(EXTRACTED INFORMATION)

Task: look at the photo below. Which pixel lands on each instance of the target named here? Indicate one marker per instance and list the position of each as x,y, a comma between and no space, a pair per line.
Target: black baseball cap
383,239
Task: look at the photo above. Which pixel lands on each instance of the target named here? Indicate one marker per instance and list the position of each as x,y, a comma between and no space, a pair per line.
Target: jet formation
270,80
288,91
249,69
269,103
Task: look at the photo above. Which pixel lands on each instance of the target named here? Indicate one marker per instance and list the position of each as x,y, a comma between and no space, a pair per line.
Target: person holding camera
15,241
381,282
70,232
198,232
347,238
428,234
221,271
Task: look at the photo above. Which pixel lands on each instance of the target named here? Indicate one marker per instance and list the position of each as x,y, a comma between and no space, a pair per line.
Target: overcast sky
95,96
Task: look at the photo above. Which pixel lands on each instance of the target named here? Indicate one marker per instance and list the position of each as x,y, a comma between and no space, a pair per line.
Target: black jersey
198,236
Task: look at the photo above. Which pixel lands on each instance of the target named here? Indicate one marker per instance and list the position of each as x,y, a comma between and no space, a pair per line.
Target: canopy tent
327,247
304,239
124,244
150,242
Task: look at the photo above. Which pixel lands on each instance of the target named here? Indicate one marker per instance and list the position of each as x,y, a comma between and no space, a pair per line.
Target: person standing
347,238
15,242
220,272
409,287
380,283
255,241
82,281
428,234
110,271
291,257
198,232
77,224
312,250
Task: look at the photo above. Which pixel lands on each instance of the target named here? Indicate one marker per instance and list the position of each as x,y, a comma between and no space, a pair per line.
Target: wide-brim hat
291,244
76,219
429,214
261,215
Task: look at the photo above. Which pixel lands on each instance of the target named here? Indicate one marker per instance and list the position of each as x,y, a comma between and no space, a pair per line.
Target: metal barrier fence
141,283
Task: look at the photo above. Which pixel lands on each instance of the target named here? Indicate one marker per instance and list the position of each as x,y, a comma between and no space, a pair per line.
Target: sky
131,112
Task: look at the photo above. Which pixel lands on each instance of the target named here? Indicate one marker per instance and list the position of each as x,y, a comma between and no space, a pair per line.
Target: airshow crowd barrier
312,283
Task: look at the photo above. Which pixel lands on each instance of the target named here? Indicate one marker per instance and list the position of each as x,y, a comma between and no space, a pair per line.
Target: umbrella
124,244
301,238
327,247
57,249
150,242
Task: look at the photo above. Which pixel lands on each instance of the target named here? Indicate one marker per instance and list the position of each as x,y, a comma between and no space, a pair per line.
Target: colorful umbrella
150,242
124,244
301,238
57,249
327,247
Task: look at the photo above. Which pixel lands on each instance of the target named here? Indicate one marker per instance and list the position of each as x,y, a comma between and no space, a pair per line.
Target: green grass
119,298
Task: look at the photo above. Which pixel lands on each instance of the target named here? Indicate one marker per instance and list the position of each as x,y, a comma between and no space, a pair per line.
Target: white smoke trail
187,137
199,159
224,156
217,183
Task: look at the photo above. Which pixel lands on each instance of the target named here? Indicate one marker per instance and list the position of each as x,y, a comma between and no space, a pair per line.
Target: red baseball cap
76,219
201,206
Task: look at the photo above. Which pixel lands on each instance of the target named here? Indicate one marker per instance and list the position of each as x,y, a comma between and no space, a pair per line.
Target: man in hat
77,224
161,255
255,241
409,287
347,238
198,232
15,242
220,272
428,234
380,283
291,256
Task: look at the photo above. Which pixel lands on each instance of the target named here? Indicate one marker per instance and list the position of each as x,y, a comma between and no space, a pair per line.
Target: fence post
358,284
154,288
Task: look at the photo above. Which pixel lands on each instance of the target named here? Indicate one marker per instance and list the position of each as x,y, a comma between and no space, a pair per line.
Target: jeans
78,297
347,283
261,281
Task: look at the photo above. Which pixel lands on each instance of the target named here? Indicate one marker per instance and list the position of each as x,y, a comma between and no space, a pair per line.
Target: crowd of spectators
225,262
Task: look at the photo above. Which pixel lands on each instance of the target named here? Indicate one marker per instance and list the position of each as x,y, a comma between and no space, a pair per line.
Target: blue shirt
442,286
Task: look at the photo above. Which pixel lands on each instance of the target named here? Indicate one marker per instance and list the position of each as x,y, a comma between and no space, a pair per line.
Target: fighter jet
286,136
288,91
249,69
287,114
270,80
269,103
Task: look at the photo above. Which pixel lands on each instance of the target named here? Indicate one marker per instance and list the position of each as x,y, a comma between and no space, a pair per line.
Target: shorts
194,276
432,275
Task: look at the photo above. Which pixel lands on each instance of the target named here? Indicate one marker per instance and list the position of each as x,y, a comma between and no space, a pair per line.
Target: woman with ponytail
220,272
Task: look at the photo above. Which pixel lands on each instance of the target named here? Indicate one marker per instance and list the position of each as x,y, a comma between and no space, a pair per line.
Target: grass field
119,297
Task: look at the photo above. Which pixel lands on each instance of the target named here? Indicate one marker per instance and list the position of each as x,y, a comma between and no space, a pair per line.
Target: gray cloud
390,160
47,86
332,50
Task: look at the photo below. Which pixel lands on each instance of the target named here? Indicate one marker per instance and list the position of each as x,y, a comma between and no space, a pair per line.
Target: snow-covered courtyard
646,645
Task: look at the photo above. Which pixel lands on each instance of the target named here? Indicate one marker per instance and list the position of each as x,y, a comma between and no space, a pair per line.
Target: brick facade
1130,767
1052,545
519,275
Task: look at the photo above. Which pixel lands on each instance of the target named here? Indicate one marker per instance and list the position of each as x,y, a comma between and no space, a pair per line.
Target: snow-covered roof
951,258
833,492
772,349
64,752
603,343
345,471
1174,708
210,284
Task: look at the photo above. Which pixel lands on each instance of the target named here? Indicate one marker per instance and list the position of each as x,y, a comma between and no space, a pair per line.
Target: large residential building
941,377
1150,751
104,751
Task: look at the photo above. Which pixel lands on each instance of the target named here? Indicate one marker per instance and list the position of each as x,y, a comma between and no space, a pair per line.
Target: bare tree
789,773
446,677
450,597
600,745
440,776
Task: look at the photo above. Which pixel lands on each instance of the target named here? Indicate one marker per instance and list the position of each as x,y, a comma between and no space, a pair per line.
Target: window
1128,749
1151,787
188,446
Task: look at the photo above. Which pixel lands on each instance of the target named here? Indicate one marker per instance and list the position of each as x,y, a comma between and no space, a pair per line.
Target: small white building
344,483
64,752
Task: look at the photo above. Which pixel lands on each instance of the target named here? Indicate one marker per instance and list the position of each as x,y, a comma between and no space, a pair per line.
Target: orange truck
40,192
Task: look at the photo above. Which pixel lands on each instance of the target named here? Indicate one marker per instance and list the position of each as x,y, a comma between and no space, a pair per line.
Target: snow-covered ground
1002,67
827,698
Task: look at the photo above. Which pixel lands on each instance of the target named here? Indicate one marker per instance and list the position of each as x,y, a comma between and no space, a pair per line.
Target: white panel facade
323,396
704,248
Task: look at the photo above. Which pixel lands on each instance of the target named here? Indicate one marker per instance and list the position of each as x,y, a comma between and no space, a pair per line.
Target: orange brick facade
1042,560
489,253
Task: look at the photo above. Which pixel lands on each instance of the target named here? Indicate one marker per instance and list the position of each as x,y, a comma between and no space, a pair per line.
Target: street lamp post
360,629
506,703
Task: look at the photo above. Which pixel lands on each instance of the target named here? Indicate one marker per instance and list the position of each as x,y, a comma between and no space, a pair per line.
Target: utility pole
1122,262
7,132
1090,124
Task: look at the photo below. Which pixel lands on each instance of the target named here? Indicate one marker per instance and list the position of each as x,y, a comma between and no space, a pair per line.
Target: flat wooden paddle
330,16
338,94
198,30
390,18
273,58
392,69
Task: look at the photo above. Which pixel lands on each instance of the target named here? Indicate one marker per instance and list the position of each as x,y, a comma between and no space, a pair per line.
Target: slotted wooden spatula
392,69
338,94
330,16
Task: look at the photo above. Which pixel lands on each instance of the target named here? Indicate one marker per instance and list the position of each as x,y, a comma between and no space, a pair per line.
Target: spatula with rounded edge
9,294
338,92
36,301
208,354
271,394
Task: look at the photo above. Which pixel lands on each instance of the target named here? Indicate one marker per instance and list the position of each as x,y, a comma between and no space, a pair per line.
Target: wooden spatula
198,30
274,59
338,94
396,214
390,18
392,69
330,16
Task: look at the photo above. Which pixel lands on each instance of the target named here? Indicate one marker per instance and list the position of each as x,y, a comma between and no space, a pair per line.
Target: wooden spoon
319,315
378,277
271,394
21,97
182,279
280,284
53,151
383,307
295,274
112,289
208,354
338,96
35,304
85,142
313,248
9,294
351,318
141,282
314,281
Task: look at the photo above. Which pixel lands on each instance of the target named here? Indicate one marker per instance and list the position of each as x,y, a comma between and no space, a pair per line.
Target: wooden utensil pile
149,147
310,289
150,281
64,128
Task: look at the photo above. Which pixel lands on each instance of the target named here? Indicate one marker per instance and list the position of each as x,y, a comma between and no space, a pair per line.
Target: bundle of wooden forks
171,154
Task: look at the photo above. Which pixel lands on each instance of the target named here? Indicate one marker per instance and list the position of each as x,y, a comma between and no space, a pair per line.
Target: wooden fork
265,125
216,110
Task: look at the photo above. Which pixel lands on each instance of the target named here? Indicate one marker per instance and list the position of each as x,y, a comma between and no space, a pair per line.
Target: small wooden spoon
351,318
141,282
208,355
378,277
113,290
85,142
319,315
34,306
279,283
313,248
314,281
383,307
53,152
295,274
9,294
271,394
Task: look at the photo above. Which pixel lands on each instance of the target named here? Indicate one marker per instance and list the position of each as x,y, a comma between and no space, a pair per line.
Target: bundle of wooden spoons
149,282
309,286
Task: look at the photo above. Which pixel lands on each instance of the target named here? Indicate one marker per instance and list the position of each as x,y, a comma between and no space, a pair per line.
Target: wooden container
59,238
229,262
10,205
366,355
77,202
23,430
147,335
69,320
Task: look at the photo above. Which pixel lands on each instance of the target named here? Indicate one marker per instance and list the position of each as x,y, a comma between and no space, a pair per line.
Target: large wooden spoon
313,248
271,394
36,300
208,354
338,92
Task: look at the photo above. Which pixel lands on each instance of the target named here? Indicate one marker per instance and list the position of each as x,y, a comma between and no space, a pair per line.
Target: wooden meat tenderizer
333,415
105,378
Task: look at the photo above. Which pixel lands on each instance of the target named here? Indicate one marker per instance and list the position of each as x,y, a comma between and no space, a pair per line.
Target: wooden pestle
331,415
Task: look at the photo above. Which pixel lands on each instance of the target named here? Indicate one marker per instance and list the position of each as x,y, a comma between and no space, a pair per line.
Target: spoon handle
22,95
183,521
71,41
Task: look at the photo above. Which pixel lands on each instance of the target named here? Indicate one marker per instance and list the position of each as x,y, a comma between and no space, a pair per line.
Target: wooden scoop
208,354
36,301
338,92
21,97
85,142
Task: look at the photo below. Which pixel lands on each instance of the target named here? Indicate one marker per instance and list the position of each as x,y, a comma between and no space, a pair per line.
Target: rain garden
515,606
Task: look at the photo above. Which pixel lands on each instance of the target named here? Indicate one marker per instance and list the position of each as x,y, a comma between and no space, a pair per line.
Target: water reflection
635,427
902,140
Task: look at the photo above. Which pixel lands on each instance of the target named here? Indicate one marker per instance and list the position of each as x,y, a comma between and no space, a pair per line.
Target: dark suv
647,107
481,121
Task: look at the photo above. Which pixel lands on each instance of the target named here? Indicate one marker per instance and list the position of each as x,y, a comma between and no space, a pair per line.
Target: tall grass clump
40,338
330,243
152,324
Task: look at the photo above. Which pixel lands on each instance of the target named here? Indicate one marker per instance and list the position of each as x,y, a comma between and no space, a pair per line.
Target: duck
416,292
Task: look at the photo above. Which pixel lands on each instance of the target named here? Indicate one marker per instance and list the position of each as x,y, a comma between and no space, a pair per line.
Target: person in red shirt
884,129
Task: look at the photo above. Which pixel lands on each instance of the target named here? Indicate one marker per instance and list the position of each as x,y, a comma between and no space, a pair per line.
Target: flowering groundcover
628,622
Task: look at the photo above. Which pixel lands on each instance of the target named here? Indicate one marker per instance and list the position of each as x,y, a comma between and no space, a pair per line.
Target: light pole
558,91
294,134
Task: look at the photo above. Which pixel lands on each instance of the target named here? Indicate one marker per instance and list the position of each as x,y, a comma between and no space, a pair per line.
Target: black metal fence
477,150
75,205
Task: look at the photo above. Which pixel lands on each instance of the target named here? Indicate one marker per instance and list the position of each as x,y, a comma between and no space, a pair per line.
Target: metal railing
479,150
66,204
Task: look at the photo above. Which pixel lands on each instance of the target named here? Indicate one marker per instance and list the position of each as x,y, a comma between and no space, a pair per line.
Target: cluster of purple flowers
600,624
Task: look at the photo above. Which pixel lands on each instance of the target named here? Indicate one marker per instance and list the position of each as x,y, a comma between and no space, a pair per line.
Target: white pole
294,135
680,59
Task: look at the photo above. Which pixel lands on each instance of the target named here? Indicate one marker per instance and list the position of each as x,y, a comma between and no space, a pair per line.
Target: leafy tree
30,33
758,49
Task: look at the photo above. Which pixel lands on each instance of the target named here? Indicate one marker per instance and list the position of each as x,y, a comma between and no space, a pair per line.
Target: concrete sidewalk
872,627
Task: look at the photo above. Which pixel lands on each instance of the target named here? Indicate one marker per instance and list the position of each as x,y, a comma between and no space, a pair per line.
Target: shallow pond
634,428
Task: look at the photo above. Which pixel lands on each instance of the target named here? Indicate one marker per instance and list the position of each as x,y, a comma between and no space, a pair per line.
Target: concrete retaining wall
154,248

(End EXTRACTED INFORMATION)

→ **PROBLEM TO WORK ON**
The lines from the one containing "Target: leafy tree" through the final line of the entries above are to be printed exactly, with nothing added.

→ **YOUR SOLUTION**
Target: leafy tree
30,33
758,49
Task: look at the photo above. Which pixel lands on each instance of the target named here? Indicate one marker per instance and list the position of each as x,y, a comma between and no space, a pair per line.
Target: concrete sidewalk
872,627
Task: look at the photo above. Which pixel lands on each instance of the target named here? Indicate one marker per instance and list the position of each as x,y, a comma between and no space, a pair per line.
Target: shallow pond
634,428
Task: look at the photo above. Which pixel lands on each instance of the target named here? Indicate one marker per instance and list the position of each as x,y, a comma between and no space, a pair per line.
Target: concrete retaining wall
154,248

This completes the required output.